# [Exercise input]
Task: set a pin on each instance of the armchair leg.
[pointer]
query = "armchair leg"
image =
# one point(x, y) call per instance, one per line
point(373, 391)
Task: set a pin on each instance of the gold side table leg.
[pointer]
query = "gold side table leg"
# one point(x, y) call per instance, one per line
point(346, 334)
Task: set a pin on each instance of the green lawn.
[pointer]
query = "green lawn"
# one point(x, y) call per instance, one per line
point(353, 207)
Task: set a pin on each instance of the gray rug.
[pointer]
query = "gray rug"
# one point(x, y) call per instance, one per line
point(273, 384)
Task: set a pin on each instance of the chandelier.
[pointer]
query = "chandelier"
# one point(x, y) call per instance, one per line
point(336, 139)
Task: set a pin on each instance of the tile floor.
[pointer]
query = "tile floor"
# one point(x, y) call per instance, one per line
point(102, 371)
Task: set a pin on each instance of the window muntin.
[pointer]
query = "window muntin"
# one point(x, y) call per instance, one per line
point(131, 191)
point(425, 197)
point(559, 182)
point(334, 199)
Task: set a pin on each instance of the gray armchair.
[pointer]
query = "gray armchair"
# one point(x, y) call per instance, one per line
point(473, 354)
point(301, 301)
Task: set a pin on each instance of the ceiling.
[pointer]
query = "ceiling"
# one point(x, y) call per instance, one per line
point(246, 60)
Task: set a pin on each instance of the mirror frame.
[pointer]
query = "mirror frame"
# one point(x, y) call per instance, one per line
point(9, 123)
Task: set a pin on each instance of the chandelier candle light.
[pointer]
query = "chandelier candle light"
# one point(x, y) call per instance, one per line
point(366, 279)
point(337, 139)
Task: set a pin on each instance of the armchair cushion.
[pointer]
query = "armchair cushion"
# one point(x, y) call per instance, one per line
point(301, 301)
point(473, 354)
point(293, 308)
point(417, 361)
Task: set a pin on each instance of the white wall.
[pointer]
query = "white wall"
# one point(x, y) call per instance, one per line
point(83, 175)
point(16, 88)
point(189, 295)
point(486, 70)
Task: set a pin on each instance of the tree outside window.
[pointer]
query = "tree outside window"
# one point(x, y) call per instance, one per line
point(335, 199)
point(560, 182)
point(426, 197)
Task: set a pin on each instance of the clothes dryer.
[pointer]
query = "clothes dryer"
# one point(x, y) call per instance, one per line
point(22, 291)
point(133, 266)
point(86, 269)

# [Exercise directions]
Nothing should be changed: write out all of the data as is.

# [Solved exercise]
Task: set a pin on each instance of the armchair leg.
[pointer]
query = "armchair leg"
image =
# one point(x, y) call per instance, one per line
point(373, 391)
Task: set a pin on each instance of the gold side table leg.
[pointer]
query = "gold side table leg"
# one point(x, y) call per instance, one per line
point(346, 334)
Task: set a pin on each instance of the green lawn.
[pointer]
query = "green lawn"
# one point(x, y) call per instance, one per line
point(353, 207)
Task: set a pin on each instance of the gray rug.
[pointer]
query = "gray rug"
# one point(x, y) call per instance, one per line
point(273, 384)
Task: set a pin on each instance of the chandelier.
[pointer]
query = "chandelier"
# one point(x, y) call per instance, one per line
point(336, 139)
Task: set a pin on each instance of the tile floor.
[pointer]
query = "tile floor"
# one point(x, y) call per instance, one per line
point(102, 371)
Task: set a pin on each instance of the window muntin.
[pointer]
query = "window muntin"
# one point(x, y) call per instance, one per line
point(131, 191)
point(425, 197)
point(559, 182)
point(334, 199)
Task: set a pin on each instance of the gray armchair.
[pointer]
query = "gray armchair"
# one point(x, y) call per instance, one per line
point(473, 354)
point(301, 301)
Task: set a pin on each instance of the ceiling.
[pointer]
query = "ceiling"
# one point(x, y) call per instance, one per line
point(246, 60)
Task: set a pin on each instance of the mirror frame.
[pointer]
query = "mirror frame"
# one point(x, y) call per instance, one per line
point(9, 123)
Task: set a pin on each instance of the chandelier candle light.
[pointer]
query = "chandelier candle light"
# one point(x, y) call per instance, one per line
point(366, 279)
point(337, 139)
Task: set a pin on each instance of the armchair cushion.
[pointer]
query = "armchair cushion"
# one point(x, y) call per instance, one per line
point(301, 301)
point(473, 354)
point(293, 308)
point(417, 361)
Task: set a pin on each instance of the white wall.
[pointer]
query = "white wall"
# one point(x, y) call per instance, one per line
point(83, 175)
point(16, 88)
point(189, 295)
point(486, 70)
Task: set a pin on each instance of the tree outside window.
[pointer]
query = "tree outside window"
# one point(x, y) call per instance, one per line
point(335, 199)
point(560, 182)
point(426, 197)
Task: set a pin on each instance of the clothes dryer.
[pointer]
query = "clothes dryer"
# one point(x, y) call per instance, one per line
point(22, 291)
point(133, 266)
point(86, 269)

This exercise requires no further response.